### Excerpt to read
Deputy Chairman of the Cabinet of Ministers
- In office 6 November 2015 – 5 April 2017
- Preceded by: Baymurat Hojamuhammedov
- Succeeded by: Maksat Babayev
- In office 28 May 2012 – 8 June 2013
- Preceded by: Baymurat Hojamuhammedov
- Succeeded by: Baymurat Hojamuhammedov
- In office 24 July 2010 – 8 September 2010 Acting

Personal details
- Born: Yagshygeldi Ilyasovich Kakayev 1959 Görogly District, Turkmen SSR, USSR (now Turkmenistan)
- Died: 8 July 2020 (aged 61) Ashgabat, Turkmenistan
- Alma mater: Turkmen Polytechnic Institute

= Yagshygeldi Kakayev =

Turkmen politician and energy executive (1959–2020)

Point localization data

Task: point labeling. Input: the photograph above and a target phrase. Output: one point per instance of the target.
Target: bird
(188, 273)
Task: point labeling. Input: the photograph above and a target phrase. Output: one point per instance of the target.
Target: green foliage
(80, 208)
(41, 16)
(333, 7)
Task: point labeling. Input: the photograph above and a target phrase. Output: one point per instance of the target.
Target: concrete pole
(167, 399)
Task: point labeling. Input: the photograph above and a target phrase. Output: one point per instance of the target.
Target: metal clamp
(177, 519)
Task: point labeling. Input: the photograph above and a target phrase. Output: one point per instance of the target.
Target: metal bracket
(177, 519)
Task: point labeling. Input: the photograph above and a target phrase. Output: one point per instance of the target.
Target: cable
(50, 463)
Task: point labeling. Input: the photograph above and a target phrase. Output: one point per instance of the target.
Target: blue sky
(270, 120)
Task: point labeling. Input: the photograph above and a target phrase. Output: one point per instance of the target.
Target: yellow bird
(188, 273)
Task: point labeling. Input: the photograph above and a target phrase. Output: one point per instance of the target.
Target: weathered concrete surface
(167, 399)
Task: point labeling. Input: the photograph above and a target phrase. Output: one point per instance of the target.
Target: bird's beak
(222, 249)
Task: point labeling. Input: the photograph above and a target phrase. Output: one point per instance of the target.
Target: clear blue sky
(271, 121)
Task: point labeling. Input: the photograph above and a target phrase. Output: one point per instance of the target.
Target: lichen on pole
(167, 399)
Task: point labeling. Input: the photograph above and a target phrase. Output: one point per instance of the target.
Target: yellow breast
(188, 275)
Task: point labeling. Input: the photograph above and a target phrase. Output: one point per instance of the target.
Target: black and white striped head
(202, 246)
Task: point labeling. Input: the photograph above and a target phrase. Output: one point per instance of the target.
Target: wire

### Work to be completed
Please write the next part of the profile of Yagshygeldi Kakayev, picking up right after its final line. The material has no connection to the profile of Yagshygeldi Kakayev.

### Your response
Yagshygeldi Ilyasovich Kakayev (Ýagşygeldi Ilýasowiç Kakaýew; Ягшигельды Эльясович Какаев; 1959–8 July 2020) was a Turkmen politician and energy executive. He was one of the Deputy Chairmen of the Cabinet of Ministers of Turkmenistan from 2012 to 2013 and from 2015 to 2017. In 2010, he served as acting deputy chairman. His career in government was primarily focused on oil and gas matters. From 2007 to 2016, he was the Director of the State Agency for Management of Hydrocarbons.

==Biography==
He was born in Görogly District, Dashoguz province in 1959, and in 1982 he graduated from the Turkmen Polytechnic Institute with a concentration in oil and gas exploration and mechanization. In his early career, he worked with the All-Russian Research Institute for Gas and later became head of the institute's department of oil and gas.

From 2007 to 2008, he was the chairman of Türkmengaz, the state owned natural gas company. In 2010, he took over the role of Deputy Chairman of the Cabinet of Ministers on an acting basis from Baymurat Hojamuhammedov, who had been dismissed by President Gurbanguly Berdimuhamedow for "unsatisfactory performance".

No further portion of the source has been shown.